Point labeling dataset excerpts
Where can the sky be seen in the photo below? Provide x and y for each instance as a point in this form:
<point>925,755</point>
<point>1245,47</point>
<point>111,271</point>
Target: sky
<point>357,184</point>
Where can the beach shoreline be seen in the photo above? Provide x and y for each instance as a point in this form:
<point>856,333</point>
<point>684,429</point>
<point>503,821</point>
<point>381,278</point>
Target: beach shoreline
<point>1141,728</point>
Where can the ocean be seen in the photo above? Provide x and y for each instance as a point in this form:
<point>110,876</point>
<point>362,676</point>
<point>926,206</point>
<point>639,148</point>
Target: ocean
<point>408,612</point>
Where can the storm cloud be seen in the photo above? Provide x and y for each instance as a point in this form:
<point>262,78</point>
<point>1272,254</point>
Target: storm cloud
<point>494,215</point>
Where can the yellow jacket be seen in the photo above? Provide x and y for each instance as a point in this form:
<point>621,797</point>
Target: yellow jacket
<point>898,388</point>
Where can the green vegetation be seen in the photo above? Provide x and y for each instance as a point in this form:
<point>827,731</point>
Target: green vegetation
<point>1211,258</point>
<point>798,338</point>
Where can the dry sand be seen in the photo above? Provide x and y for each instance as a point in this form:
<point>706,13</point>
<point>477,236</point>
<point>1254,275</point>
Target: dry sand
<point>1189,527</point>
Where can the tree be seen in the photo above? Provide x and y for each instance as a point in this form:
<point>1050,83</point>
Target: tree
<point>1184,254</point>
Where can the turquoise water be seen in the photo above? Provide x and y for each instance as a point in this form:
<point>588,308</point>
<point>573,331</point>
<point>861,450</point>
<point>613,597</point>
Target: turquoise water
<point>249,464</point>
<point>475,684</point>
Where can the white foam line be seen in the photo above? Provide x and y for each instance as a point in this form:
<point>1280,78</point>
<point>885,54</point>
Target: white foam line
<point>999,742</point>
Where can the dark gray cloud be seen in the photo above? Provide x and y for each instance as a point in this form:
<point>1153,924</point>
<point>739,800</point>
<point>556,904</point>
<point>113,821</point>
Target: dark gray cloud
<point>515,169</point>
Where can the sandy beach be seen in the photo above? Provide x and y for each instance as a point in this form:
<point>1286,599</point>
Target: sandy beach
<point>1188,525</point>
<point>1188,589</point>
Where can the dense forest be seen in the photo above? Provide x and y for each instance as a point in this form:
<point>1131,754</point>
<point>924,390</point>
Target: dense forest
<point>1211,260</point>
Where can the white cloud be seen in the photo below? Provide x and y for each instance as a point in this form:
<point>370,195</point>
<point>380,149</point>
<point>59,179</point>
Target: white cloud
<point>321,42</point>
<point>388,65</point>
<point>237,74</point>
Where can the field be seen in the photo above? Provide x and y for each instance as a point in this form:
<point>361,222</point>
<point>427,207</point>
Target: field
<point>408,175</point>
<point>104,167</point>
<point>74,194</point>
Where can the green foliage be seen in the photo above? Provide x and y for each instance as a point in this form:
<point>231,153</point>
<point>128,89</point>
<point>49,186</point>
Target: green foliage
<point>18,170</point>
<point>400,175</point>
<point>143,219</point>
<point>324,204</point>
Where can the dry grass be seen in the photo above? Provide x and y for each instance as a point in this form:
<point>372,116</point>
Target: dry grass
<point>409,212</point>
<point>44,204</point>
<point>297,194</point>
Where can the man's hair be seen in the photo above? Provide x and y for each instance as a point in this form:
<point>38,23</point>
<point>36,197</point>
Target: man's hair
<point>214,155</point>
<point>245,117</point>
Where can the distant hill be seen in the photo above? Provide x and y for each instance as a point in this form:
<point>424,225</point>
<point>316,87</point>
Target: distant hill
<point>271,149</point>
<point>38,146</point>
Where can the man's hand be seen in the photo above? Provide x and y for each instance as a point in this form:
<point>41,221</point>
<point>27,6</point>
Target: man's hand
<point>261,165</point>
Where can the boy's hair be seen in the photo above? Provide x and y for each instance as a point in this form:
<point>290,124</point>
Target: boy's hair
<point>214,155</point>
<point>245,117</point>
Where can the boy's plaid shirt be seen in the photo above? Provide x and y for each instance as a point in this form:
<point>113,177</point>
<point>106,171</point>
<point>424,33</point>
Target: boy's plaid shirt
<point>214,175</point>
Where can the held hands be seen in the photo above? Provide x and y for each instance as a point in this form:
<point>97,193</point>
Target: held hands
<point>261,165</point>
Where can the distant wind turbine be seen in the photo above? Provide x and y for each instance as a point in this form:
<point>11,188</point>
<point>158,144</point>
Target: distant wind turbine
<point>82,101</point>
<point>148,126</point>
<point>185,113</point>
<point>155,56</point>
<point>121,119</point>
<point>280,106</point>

> [Problem details]: Extract every line from the one containing "Where can the field" to the end of the entries, including both of those lines, exactly as given and with nothing added.

> [Output of the exercise]:
Where can the field be seen in the photo above? Provide x and y for each instance as a point in this form:
<point>361,222</point>
<point>427,207</point>
Target: field
<point>408,175</point>
<point>104,167</point>
<point>74,194</point>
Where can the green foliage be seen in the photo above? Provide x and y for each instance as a point in this form:
<point>231,153</point>
<point>128,89</point>
<point>49,186</point>
Target: green foliage
<point>18,170</point>
<point>400,175</point>
<point>143,219</point>
<point>324,204</point>
Where can the dry grass be seen in the photo above? Provide x and y for each instance as a point in this form:
<point>372,116</point>
Target: dry grass
<point>409,212</point>
<point>44,204</point>
<point>297,194</point>
Where can the man's hair be seen in the photo above? Provide x and y for each instance as a point in this form:
<point>38,23</point>
<point>36,197</point>
Target: man's hair
<point>214,155</point>
<point>245,117</point>
Where can the distant hill be seen in the photo above? Provide x and y for each instance as a point in this form:
<point>424,225</point>
<point>316,87</point>
Target: distant hill
<point>271,149</point>
<point>38,146</point>
Where can the man's hand be seen in the photo above? Provide x and y for each instance as a point in this form:
<point>41,221</point>
<point>27,6</point>
Target: man's hand
<point>261,165</point>
Where can the boy's hair be seen in the photo above? Provide x and y for each instance as a point in this form:
<point>290,124</point>
Target: boy's hair
<point>214,155</point>
<point>245,117</point>
Where can the boy's plaid shirt be seen in the photo above? Provide x and y for each instance as a point in this form:
<point>113,177</point>
<point>106,171</point>
<point>424,33</point>
Target: boy's plaid shirt
<point>214,175</point>
Where can the held hands be seen in the photo above? Provide x and y for each instance as a point in this form:
<point>97,193</point>
Target: held hands
<point>261,165</point>
Where can the distant wind turbine be seen in the photo above? Provide x and y for each instance as a point in this form:
<point>11,188</point>
<point>158,144</point>
Target: distant wind turbine
<point>82,101</point>
<point>148,126</point>
<point>185,113</point>
<point>155,56</point>
<point>121,119</point>
<point>280,106</point>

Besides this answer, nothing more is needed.